Exposition : Deauville célèbre ses artistes peintres

Il n'y a pas qu'un festival de cinéma, des planches et des cabines de bain aux noms de stars américaines à Deauville. Tout l'été, les peintres qui célèbrent la Côte fleurie, de Corot à Monet, sont exposés dans la station balnéaire.

 «Une plage en Normandie» (1872-1874) de Jean-Baptiste Camille Corot.
 «Une plage en Normandie» (1872-1874) de Jean-Baptiste Camille Corot. Région Normandie

    On aperçoit le drapeau vert, juste à côté de l'entrée. La mer est calme ce mercredi de juillet. On ira se baigner après. Car, à Deauville, cet été, l'exposition « Artistes en Normandie », au Point de vue, à côté des planches, entre la piscine olympique et le poste de secours au plein centre de la plage, invite à voir les paysages... en peinture. Tous les estivants ne pensent pas à entrer, loin de là. Deauville ne fait pas partie des itinéraires muséaux habituels sur la côte normande. On passerait plutôt directement du Havre à Caen en s'arrêtant à Honfleur, voire Trouville. Mais voilà, en 2020 ouvrira un nouveau lieu à Deauville, le musée des Franciscaines, qui abritera une importante collection d'art sur les paysages locaux, du XIXe siècle à aujourd'hui, de la peinture à la photo et à la vidéo. Cette exposition en donne un premier aperçu.

    La collection, réunissant 170 tableaux, lancée en 1992 sous l'égide du Conseil régional, avec un mécénat d'entreprise, a été présentée à l'occasion dans les salons de l'Assemblée nationale et à l'étranger. Elle était accueillie jusqu'ici à l'Abbaye-aux-Dames à Caen, siège du Conseil régional de Normandie. Mais elle restait pratiquement inconnue du grand public. Alors on peut parler de révélation.

    Quelle trouvaille, par exemple, de pouvoir comparer « la Jetée de Trouville », peinte par Eugène Boudin en 1884, quatre ans avant sa mort en plein été à Deauville — l'acte de décès du grand peintre de la région est présenté dans l'exposition —, à quelques centaines de mètres du motif, ce chenal qui sépare toujours Deauville de Trouville. Il arrive encore — on en a vu un dans la semaine — que des voiliers s'y échouent à marée basse, comme sur la toile.

    Peintres dans le vent

    Tout l'intérêt réside dans l'extrême proximité des motifs et des tableaux. Toujours de Boudin, la magnifique « Marée basse, soleil couchant » fait écho au fameux « Impression soleil levant » de Claude Monet, dont il fut le maître aux débuts du géant impressionniste. L'unique toile exposée de ce dernier triche un peu, si l'on ose dire, puisqu'elle a été peinte à Étretat, de l'autre côté de l'embouchure de la Seine. Presque un peu loin...

    L'exposition raconte aussi une histoire. En 1865, quand Gustave Courbet peint « la Plage de Trouville », il montre non pas les estivants, mais deux hommes courbés, travailleurs de la mer, à la recherche de crustacés à marée basse. L'hippodrome de Deauville et la gare des deux stations balnéaires n'ont été inaugurés que deux ans plus tôt. Courbet, le réaliste, le futur communard, préfère montrer une étendue désolée dans le vent, parcourue par deux travailleurs. On y sent le poids de la pauvreté.

Données fournies:
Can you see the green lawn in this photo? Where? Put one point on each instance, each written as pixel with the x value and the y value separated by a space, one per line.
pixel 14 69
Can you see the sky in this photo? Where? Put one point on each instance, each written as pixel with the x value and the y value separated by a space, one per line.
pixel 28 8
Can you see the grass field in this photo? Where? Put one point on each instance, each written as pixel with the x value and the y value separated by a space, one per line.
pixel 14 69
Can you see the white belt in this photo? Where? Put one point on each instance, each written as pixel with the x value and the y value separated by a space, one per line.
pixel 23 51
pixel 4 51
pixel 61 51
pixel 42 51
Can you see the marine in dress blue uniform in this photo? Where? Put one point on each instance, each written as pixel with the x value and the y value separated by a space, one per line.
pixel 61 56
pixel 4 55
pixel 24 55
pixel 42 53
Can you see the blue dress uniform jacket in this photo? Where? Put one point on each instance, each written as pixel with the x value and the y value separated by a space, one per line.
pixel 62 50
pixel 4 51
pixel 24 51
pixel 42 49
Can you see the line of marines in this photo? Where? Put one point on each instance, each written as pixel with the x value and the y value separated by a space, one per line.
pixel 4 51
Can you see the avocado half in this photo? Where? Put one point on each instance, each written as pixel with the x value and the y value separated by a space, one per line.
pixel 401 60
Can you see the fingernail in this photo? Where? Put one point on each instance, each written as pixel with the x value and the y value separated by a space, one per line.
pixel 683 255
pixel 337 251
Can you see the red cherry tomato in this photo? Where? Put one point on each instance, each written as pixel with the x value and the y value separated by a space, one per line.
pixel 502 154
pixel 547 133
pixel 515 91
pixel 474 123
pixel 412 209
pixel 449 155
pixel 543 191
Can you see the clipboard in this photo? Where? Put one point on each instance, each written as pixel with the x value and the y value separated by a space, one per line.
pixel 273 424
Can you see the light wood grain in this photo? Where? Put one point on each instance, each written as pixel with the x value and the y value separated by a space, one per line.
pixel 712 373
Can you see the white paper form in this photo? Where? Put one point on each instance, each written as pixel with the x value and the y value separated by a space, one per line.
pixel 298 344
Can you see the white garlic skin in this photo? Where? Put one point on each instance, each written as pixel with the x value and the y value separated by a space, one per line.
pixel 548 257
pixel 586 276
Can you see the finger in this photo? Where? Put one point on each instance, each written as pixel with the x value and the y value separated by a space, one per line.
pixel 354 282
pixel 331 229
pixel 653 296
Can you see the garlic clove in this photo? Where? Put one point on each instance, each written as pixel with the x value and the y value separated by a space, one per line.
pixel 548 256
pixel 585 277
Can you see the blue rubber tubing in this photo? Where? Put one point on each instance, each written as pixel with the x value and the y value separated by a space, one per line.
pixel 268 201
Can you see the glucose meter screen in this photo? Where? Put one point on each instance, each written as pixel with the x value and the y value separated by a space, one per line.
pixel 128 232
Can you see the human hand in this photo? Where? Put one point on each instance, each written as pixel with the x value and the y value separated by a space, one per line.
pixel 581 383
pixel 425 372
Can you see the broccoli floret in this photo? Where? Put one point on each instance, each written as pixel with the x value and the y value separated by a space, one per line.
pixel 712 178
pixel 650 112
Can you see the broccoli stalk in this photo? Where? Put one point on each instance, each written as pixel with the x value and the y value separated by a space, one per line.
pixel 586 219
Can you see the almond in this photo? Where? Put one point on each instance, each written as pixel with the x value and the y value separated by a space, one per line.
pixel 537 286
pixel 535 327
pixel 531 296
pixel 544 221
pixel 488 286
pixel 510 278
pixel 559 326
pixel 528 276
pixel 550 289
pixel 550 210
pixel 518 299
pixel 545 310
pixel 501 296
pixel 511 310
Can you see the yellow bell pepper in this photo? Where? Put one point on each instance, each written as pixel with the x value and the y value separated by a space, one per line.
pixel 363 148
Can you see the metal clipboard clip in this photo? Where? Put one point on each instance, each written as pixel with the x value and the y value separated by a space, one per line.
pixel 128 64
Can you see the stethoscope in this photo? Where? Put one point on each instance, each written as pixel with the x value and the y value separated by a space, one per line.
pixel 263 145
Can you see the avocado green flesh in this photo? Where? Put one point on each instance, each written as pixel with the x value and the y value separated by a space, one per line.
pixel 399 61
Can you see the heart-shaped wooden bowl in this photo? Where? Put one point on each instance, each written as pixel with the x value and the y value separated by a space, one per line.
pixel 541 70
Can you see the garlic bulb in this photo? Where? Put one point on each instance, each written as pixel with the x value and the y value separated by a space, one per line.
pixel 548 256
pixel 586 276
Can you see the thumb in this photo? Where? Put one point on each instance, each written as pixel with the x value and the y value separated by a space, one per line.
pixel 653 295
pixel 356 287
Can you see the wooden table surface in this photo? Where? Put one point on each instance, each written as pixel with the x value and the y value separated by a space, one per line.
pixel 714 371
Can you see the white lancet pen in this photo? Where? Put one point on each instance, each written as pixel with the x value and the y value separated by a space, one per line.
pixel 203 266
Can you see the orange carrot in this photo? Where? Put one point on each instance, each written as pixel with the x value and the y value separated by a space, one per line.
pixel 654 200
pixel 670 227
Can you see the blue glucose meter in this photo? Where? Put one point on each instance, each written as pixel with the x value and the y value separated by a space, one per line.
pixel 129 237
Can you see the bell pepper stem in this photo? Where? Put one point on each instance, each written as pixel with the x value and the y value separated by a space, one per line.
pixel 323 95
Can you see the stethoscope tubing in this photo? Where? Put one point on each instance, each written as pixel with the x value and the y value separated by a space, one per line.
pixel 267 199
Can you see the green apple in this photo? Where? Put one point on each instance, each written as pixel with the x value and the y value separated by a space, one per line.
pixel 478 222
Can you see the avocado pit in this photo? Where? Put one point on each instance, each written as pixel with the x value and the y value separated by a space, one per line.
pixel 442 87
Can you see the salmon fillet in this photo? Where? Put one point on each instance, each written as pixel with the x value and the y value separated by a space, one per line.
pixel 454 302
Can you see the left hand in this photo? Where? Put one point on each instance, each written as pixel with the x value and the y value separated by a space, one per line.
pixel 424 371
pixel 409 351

Énoncé: Poursuivez l'article sur l'exposition des peintres à Deauville après sa dernière phrase. Les données fournies ne servent à rien ici.

Résultat:
    En 1865, Gustave Courbet peignait «la Plage à Trouville». (Région Normandie/Inventaire général/Patrick Merret)

    Daubigny et Cals paraissent en majesté. Renoir aussi avec un « Coucher de soleil » presque abstrait, extrêmement atypique dans sa production, tout dans les flous lumineux, l'imperceptible. Vuillard et Bonnard viennent aussi sur la Côte fleurie et dans les terres, avant la génération Dufy, puis de nombreuses autres ensuite. Comme André Hambourg, disparu en 1999, présent à travers un très beau « En septembre sur la plage de Trouville », daté des années 1970. Il peignait à l'ancienne parmi les vacanciers, reconnaissable à un signe particulier : son parasol blanc, le seul qui ne soit pas coloré parmi ceux loués sur la plage.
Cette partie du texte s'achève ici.